_Information_.
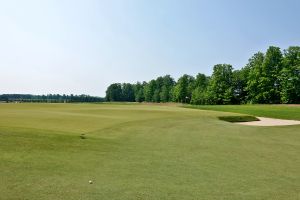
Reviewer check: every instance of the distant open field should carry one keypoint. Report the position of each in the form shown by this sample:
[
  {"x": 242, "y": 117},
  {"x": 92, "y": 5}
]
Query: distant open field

_Task statement_. Set the entries down again exactly. Do not include the images.

_Response to this task_.
Reviewer check: every instance of the distant open field should carry one keypoint. Report the position of each in the form shown by this sample:
[
  {"x": 242, "y": 117},
  {"x": 92, "y": 5}
]
Query: distant open field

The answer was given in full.